INFORMATION:
Content starts
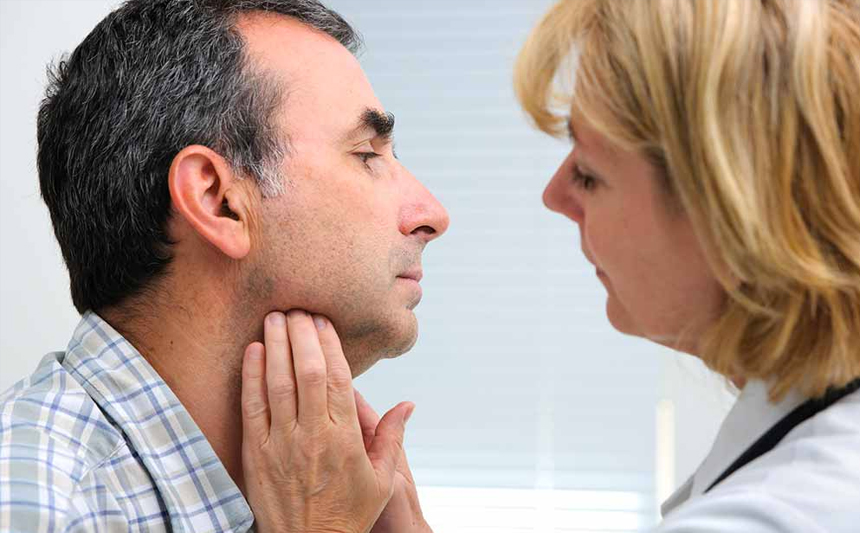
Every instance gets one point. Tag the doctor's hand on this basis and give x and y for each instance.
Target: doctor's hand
(305, 465)
(403, 512)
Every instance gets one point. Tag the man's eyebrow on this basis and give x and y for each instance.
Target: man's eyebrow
(375, 120)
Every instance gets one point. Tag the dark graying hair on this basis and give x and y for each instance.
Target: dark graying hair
(154, 77)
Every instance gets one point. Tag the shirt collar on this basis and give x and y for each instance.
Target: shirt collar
(751, 417)
(181, 462)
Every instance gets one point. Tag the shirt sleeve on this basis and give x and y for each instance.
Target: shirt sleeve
(46, 488)
(737, 511)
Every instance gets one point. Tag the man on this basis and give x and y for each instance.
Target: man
(204, 162)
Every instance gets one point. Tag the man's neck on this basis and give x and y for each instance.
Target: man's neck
(197, 350)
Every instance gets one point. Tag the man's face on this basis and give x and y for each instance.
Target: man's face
(346, 237)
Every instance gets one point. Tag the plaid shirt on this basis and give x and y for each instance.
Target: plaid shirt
(94, 440)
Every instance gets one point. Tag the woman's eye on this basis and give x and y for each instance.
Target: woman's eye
(583, 180)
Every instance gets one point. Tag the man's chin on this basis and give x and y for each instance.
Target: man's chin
(384, 343)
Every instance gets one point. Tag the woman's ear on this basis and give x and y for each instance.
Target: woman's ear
(206, 192)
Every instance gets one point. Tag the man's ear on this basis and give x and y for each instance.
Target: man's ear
(207, 194)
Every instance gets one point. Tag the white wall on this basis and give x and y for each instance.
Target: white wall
(521, 384)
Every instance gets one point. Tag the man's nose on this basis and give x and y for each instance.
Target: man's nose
(422, 214)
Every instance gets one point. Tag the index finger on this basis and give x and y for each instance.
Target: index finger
(341, 404)
(310, 366)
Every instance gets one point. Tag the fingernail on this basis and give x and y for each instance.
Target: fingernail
(277, 319)
(255, 353)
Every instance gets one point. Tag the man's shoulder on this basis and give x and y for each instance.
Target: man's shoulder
(50, 427)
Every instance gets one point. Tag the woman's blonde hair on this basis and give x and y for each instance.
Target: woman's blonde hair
(752, 110)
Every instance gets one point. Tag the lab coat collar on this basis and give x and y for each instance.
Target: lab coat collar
(751, 417)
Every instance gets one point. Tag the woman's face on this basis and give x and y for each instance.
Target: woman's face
(645, 251)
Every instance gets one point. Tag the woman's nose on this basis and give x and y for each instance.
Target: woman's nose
(561, 195)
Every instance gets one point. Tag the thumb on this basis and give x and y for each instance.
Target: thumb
(387, 446)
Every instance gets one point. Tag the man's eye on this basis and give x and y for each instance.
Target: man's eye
(366, 156)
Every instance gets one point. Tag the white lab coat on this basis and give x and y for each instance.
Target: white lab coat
(809, 483)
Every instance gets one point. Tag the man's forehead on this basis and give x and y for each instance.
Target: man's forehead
(326, 91)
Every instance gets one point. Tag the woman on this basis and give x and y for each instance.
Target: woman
(715, 179)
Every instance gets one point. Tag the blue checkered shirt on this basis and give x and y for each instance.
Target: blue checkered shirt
(94, 440)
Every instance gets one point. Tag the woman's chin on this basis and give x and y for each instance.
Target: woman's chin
(620, 318)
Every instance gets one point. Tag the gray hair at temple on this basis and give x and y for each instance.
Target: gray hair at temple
(153, 77)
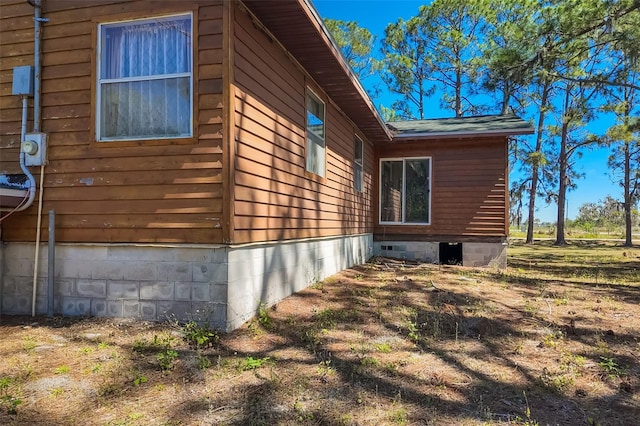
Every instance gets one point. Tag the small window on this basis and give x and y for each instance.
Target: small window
(405, 191)
(145, 79)
(315, 135)
(358, 165)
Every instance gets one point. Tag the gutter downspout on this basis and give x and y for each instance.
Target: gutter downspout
(37, 19)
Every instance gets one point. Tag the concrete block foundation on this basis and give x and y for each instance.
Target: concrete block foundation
(492, 254)
(220, 285)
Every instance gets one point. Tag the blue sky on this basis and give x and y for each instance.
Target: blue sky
(375, 15)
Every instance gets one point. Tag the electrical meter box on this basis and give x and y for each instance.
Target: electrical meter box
(34, 148)
(22, 81)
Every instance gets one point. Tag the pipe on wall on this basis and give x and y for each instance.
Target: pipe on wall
(38, 20)
(52, 263)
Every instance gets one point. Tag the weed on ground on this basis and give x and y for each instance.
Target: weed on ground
(553, 339)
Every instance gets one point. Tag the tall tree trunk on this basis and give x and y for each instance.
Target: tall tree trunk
(535, 170)
(458, 92)
(506, 95)
(627, 196)
(563, 163)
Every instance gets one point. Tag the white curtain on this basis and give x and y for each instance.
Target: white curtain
(145, 73)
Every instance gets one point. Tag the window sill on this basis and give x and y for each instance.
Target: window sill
(145, 142)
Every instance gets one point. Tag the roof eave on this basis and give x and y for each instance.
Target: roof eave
(463, 134)
(336, 78)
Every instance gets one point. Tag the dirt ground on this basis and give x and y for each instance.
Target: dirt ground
(554, 339)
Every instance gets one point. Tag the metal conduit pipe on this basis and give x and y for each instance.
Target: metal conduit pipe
(25, 170)
(37, 20)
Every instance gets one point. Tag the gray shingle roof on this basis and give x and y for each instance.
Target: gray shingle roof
(462, 126)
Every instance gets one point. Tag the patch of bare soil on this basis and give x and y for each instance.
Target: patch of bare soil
(384, 343)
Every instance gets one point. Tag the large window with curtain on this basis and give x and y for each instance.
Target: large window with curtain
(405, 191)
(145, 79)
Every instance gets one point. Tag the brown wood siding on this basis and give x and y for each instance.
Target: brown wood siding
(275, 198)
(468, 189)
(144, 191)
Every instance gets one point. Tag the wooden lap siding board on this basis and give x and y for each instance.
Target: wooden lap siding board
(145, 191)
(469, 188)
(275, 198)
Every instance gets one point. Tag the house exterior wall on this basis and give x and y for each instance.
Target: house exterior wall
(275, 198)
(469, 202)
(469, 190)
(204, 229)
(134, 191)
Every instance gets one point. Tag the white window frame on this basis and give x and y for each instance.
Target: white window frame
(311, 134)
(100, 81)
(358, 164)
(404, 191)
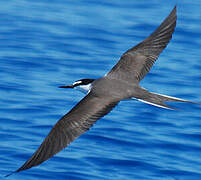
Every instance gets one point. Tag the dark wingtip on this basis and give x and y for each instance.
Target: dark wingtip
(70, 86)
(10, 174)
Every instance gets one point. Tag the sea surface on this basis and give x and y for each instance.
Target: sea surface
(46, 44)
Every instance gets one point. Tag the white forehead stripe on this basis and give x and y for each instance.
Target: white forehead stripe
(77, 82)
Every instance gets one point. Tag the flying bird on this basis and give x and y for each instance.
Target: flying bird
(103, 94)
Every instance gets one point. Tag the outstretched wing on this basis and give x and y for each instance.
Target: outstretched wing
(137, 61)
(70, 126)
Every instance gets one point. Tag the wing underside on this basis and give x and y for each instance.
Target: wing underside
(71, 126)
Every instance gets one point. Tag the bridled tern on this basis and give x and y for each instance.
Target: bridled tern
(103, 94)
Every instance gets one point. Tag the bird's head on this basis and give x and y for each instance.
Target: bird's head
(84, 85)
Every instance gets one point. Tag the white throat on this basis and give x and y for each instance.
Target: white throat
(84, 88)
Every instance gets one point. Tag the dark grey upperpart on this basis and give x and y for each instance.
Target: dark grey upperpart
(122, 81)
(79, 83)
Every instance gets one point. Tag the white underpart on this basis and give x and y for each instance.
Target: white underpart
(77, 82)
(147, 102)
(83, 88)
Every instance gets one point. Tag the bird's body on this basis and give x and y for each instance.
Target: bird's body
(103, 94)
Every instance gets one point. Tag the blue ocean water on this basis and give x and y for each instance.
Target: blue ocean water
(45, 44)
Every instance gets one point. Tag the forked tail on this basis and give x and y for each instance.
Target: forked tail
(159, 99)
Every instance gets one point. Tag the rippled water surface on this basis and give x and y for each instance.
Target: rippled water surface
(45, 44)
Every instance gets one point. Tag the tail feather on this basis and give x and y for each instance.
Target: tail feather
(159, 99)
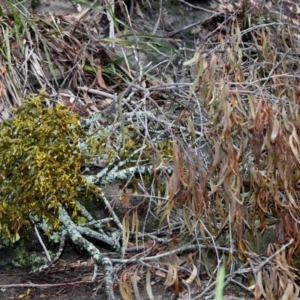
Content ends
EXERCISE OBJECTIVE: Copy out every entry above, character for character, excluding pictures.

THE ANSWER:
Every instance gets one point. Tag the doctor's hand on this basis and give x and y for each instance.
Target: doctor's hand
(305, 465)
(403, 512)
Every instance gets one point. Tag the man's eyebrow on this basis and give x and y for each instance.
Target: man's eyebrow
(375, 120)
Every instance gets one point. Tag the dark graying hair on this basis and give x and y for each instance.
Target: dark graying hair
(154, 77)
Every instance gets one point. Tag the shirt collar on this basis and give x and y for each instance.
Target: shirt collar
(751, 417)
(181, 462)
Every instance gets one point. Tag the shirt sleeve on this basis and give x and y for each instance.
Target: shirt sleeve
(46, 488)
(737, 511)
Every instance gets one point. Tag the man on this basis and give x and y for each instance.
Target: man
(204, 162)
Every instance gets one point. Tag the man's neck on this basis and give x and y for each instance.
Target: man's neck
(197, 350)
Every instance gets one point. Tag the man's face on this basis and give x and y for each instance.
Target: man's face
(346, 237)
Every instance gets one point. Tag the plaid shirt on this basis and give x and y for each instance.
Target: plaid shirt
(94, 440)
Every instance gets one point. Tag the woman's eye on this basis and give x and y for each instance.
Target: woman's eye
(583, 180)
Every instance gets one point. Tag the man's chin on this basis and give x and y for each instance.
Target: man's chin
(384, 343)
Every instance gets one point. Tag the woman's ear on this basis and give x and y for each instance.
Target: woman's ear
(206, 192)
Every instance gets one point. Tag the man's ear on this basis and give x and y for each instance.
Target: man's ear
(207, 194)
Every instance gets one point. Tag the white wall on this basis and give x and y for each instance.
Target: white wall
(521, 384)
Every instance gets one point. Tag the man's nose on this basis and give x and y for each instance.
Target: man's nose
(422, 214)
Every instance gets one point. Tag the index finger on this basis and give x and y for each instance.
Target: index finger
(341, 404)
(310, 366)
Every instance gets one point. Tag the fingernail on this basis and give x and y for each instance.
Target: fingernail
(277, 319)
(255, 353)
Every instance gets one point. Tag the man's shoulder on this basis and give x and y for each instance.
Target: man's shoulder
(50, 427)
Every instance gets one point. Tag the woman's blonde hair on this basis and give x and y for each instance.
Target: woman's blonde hair
(752, 110)
Every instance gets one point. Tag the lab coat collar on this basis and give x and y for each instance.
Target: lab coat collar
(751, 417)
Every instance gets one point. Tag the woman's face on this basis and give x and y for each instance.
Target: woman's face
(645, 251)
Every instance gets one point. Tag the woman's nose on this basis and give x and y for each instance.
Target: woman's nose
(561, 195)
Every instance gets one point. Tag the thumb on this basis and give x and y for each instance.
Target: thumb
(387, 446)
Every instance gets one point. Tag the man's eye on this basis and give x and y for each instance.
Target: man's eye
(366, 156)
Every instance gets one point. Tag the white lab coat on this basis and give x and y for each instance.
Target: white lab coat
(809, 483)
Every instance gets one point. Tag the man's forehead on this basis and give x and y for each instance.
Target: man's forehead
(326, 91)
Every instance gets one point. Tag the woman on this basis and give x and y for each instance.
Target: woman
(715, 179)
Every instance gets one point. Tag the blue checkered shirt on this basis and give x and y for each instance.
Target: blue checkered shirt
(94, 440)
Every instance gets one point. Tag the woman's chin on this basis and give x and y for each instance.
Target: woman's chin
(620, 318)
Every instance gets one point. Tag the gray hair at temple on this basis and give x and y for each instance.
Target: gray hair at temple
(153, 77)
Every instance gets one point. Tag the small window on this basis and give x and y for each instance.
Target: small window
(405, 191)
(145, 79)
(315, 135)
(358, 165)
Every instance gets one point. Tag the gutter downspout on this basis and give x and y for each instance.
Target: gutter downspout
(37, 19)
Every instance gets one point. Tag the concrete block foundation on this basis and give x and y for each instance.
Target: concrete block foundation
(492, 254)
(220, 285)
Every instance gets one point. Tag the blue sky on this basis and give x and y for each instance.
Target: blue sky
(375, 15)
Every instance gets one point. Tag the electrical meter box on this basis and give x and y for each instance.
Target: electrical meter box
(34, 148)
(22, 81)
Every instance gets one point. Tag the pipe on wall on this basis and give x and y for each instance.
Target: pipe on wall
(38, 20)
(52, 263)
Every instance gets one point. Tag the weed on ground on this basis and give x and y for each instance.
Target: weed on ground
(553, 339)
Every instance gets one point. Tag the tall tree trunk on this basis and give x and y for each instance.
Target: tall tree trunk
(535, 170)
(458, 92)
(506, 95)
(627, 196)
(563, 163)
Every instance gets one point. Tag the white curtain on this basis and give x and y for each instance.
Target: white curtain
(145, 73)
Every instance gets one point. Tag the window sill on this basis and give x and y for each instance.
Target: window sill
(145, 142)
Every instance gets one point. Tag the roof eave on this basis and give x and y for each instance.
Target: roof eave
(463, 134)
(336, 78)
Every instance gets one point. Tag the dirt ground on this basis and give x and y for each instance.
Target: dirt ground
(554, 339)
Every instance gets one point. Tag the metal conduit pipe on this basis and give x and y for each instance.
Target: metal conduit pipe
(25, 170)
(37, 20)
Every instance gets one point. Tag the gray shingle roof on this basis and give x and y for each instance.
Target: gray shingle roof
(462, 126)
Every instance gets one point. Tag the patch of bare soil on this basis and give x and y for each instance.
Target: patch of bare soil
(384, 343)
Every instance gets one point. Tag the large window with curtain on this basis and give x and y for each instance.
Target: large window with curtain
(405, 191)
(145, 79)
Every instance gets one point. Tag the brown wood siding on this basis and give x and y for each instance.
Target: brown wood siding
(275, 198)
(468, 189)
(144, 191)
Every instance gets one point. Tag the wooden lap siding board on this basis and give x and y for each instance.
Target: wooden lap siding board
(145, 191)
(469, 188)
(275, 198)
Every instance gets one point. Tag the house exterior wall on this basis and give x and y for each instance.
Target: house exterior wall
(275, 198)
(469, 202)
(469, 190)
(204, 229)
(134, 191)
Every instance gets one point. Tag the white window frame on this basis and give x and y for each instance.
Target: white window frame
(311, 134)
(100, 81)
(358, 164)
(404, 191)
Every instance gets one point. Tag the dark wingtip on this basis and give x and y for each instance.
Target: dark wingtip
(70, 86)
(10, 174)
Every instance gets one point. Tag the sea surface on this basis and give x and y for each instance.
Target: sea surface
(46, 44)
Every instance gets one point. Tag the white forehead stripe on this basis and give x and y for each instance.
Target: white forehead stripe
(77, 82)
Every instance gets one point. Tag the flying bird on this basis and give x and y for each instance.
Target: flying bird
(103, 94)
Every instance gets one point. Tag the outstretched wing on this basis and give x and y for each instance.
Target: outstretched wing
(137, 61)
(70, 126)
Every instance gets one point. Tag the wing underside on this basis and give x and y for each instance.
Target: wing underside
(71, 126)
Every instance gets one point. Tag the bridled tern on this basis and give x and y for each instance.
Target: bridled tern
(103, 94)
Every instance gets one point. Tag the bird's head on this basis and give x and y for each instance.
Target: bird's head
(84, 85)
Every instance gets one point. Tag the white throat on this basis and give x and y for each instance.
Target: white throat
(84, 88)
Every instance gets one point. Tag the dark grey upperpart on this basis and give x and y for each instance.
Target: dark grey upperpart
(122, 81)
(79, 83)
Every instance gets one point. Tag the white underpart on this basis and give x and y for each instance.
Target: white underpart
(77, 82)
(147, 102)
(83, 88)
Every instance gets one point. Tag the bird's body on this basis and give x and y for each instance.
Target: bird's body
(103, 94)
Every instance gets one point. Tag the blue ocean water on this basis and give x and y for each instance.
Target: blue ocean water
(45, 44)
Every instance gets one point. Tag the forked tail on this basis and give x and y for each instance.
Target: forked tail
(159, 99)
Every instance gets one point. Tag the rippled water surface on this basis and give x and y for each instance.
Target: rippled water surface
(45, 44)
Every instance gets one point. Tag the tail feather on this basis and give x and y for each instance.
Target: tail feather
(159, 99)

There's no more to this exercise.